Texte fourni:
Comme beaucoup de parents arrivant à Shanghai (et probablement ailleurs à l’étranger), nous nous sommes réjouis pour nos enfants de l’opportunité que notre expatriation représentait pour eux d’apprendre une deuxième, voire une troisième langue à l’âge tendre où leur cerveau encore frais et malléable produit tout un tas de nouveaux neurones chaque jour quand les nôtres luttent déjà pour rester performants. Pour l’école, nous avons réfléchi et nous nous sommes assez rapidement dit « oh oui, inscrivons Beauté Brune en section bilingue : à cet âge là ils apprennent très facilement, ce sera un vrai plus pour lui ». Fin de la réflexion, décision et inscription, et voilà un problème de réglé dans la liste interminable de ce que nous avions à faire avant le départ.

Consigne: Reprenez, s'il vous plaît, le texte sur l'expatriation à Shanghai et l'inscription en section bilingue, et poursuivez-le après sa dernière phrase. Les items ne servent à rien pour ce travail.

Données extraites:
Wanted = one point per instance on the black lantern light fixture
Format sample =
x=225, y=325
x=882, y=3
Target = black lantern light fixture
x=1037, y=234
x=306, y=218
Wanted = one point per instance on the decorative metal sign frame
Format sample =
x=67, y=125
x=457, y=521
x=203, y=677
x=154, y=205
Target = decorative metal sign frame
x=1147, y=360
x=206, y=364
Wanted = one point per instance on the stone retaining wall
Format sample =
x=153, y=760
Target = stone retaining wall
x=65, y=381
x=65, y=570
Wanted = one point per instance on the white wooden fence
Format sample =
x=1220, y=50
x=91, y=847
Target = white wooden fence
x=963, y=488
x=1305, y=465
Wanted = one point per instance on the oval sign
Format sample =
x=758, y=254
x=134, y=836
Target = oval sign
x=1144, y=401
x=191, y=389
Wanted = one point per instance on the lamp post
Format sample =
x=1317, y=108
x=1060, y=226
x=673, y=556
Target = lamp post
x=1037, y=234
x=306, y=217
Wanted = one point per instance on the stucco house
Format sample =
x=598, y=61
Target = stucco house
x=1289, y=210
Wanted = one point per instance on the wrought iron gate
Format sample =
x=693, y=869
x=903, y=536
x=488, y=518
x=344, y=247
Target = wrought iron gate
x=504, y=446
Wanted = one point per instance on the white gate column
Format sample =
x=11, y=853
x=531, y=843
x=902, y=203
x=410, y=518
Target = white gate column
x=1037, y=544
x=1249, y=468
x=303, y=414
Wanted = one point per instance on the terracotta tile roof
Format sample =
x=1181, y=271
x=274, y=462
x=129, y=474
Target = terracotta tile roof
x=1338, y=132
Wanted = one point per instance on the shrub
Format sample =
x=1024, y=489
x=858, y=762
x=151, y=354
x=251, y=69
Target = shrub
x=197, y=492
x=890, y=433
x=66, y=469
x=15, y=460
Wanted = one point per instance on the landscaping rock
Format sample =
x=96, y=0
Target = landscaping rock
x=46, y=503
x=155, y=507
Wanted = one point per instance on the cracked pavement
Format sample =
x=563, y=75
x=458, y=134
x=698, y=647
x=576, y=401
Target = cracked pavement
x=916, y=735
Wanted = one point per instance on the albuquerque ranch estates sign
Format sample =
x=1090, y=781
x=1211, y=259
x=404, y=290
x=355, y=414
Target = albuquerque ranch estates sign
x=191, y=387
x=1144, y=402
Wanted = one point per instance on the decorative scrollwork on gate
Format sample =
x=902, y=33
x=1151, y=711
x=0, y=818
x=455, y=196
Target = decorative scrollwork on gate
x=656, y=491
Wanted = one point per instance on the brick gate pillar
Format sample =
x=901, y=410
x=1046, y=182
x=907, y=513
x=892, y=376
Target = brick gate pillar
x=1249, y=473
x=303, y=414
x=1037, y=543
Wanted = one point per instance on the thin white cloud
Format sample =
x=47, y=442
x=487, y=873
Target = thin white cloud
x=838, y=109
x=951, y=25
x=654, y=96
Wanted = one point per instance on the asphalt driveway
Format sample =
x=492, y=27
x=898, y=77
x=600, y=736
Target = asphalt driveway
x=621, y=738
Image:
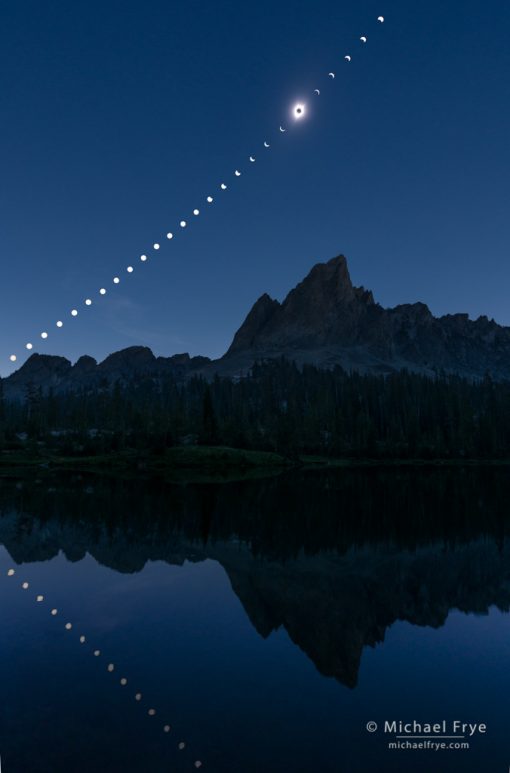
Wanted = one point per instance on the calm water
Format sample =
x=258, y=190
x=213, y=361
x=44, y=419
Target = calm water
x=266, y=621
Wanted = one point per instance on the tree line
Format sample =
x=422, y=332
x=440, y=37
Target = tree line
x=276, y=407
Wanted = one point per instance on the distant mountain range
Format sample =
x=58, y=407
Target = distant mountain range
x=325, y=321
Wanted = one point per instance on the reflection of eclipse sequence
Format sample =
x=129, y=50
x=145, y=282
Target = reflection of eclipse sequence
x=110, y=667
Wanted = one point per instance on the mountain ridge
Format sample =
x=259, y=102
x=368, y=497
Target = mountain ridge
x=325, y=320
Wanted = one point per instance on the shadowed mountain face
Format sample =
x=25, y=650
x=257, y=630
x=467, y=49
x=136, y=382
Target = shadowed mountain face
x=324, y=320
x=327, y=321
x=334, y=558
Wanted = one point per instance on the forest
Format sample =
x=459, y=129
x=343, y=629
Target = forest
x=276, y=407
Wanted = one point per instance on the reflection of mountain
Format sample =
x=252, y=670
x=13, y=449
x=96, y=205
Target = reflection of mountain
x=293, y=547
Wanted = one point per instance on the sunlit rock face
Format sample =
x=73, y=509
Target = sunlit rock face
x=325, y=320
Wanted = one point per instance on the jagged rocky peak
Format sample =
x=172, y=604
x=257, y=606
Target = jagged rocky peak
x=133, y=357
x=322, y=309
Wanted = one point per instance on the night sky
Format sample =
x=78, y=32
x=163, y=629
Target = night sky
x=118, y=118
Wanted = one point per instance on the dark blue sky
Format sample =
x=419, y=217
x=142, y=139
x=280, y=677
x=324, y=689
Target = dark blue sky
x=118, y=118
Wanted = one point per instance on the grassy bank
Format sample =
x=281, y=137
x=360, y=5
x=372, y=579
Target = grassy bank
x=200, y=460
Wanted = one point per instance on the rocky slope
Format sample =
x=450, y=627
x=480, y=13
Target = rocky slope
x=325, y=320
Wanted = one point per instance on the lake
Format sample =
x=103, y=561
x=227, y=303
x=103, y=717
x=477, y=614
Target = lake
x=267, y=621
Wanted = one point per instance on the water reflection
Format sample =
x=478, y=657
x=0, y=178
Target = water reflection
x=332, y=558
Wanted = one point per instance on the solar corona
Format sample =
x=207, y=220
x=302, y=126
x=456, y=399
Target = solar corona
x=298, y=112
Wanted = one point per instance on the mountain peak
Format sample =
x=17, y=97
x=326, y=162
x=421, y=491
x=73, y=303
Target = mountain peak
x=322, y=309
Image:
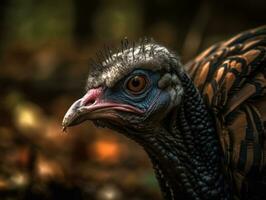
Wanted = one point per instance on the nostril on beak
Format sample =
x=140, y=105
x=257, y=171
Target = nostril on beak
x=90, y=102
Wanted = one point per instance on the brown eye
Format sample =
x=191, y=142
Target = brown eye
x=136, y=84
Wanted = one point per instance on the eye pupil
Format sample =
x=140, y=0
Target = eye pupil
x=136, y=84
x=135, y=81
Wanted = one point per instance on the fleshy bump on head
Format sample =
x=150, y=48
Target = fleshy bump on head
x=145, y=54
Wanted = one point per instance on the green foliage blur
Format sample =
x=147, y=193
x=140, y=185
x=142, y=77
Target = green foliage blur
x=45, y=47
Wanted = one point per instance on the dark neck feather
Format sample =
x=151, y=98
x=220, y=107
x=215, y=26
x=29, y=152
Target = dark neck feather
x=186, y=155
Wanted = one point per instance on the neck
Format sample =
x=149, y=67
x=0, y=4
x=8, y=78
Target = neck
x=186, y=155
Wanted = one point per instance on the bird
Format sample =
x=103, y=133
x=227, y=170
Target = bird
x=202, y=124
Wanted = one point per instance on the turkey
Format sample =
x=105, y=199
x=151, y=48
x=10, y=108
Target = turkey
x=202, y=124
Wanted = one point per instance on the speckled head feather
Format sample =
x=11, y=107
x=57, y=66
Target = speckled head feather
x=146, y=53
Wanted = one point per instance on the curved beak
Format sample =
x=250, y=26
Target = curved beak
x=91, y=107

Corrigé:
Si nous avions su, nous aurions peut-être réfléchi encore un peu, et en tout cas mieux préparé notre fils au saut dans le grand bain linguistique. Mais à l’époque nous étions en légère surcharge cognitive et émotionnelle (voire en panique totale à l’idée de ne pas avoir de place du tout pour Beauté Brune à l’école, et de ne peut-être pas avoir nos visas, et d’organiser le déménagement, et d’essayer de nous représenter tant bien que mal la vie ici, et de tout le reste) et notre rencontre avec le LFS nous avait pleinement rassurés : ces gens savaient ce qu’ils faisaient, ils étaient sérieux, tout allait bien se passer. Et sur le papier effectivement, ça paraissait parfait. Sauf que, sauf que deux trois petites choses avaient échappé à la clairvoyance de notre boule de cristal et que cette rentrée en section bilingue n’a pas été un long fleuve tranquille bordé de rose jusqu’au bilinguisme facile et épanoui de notre fils. Oh que non.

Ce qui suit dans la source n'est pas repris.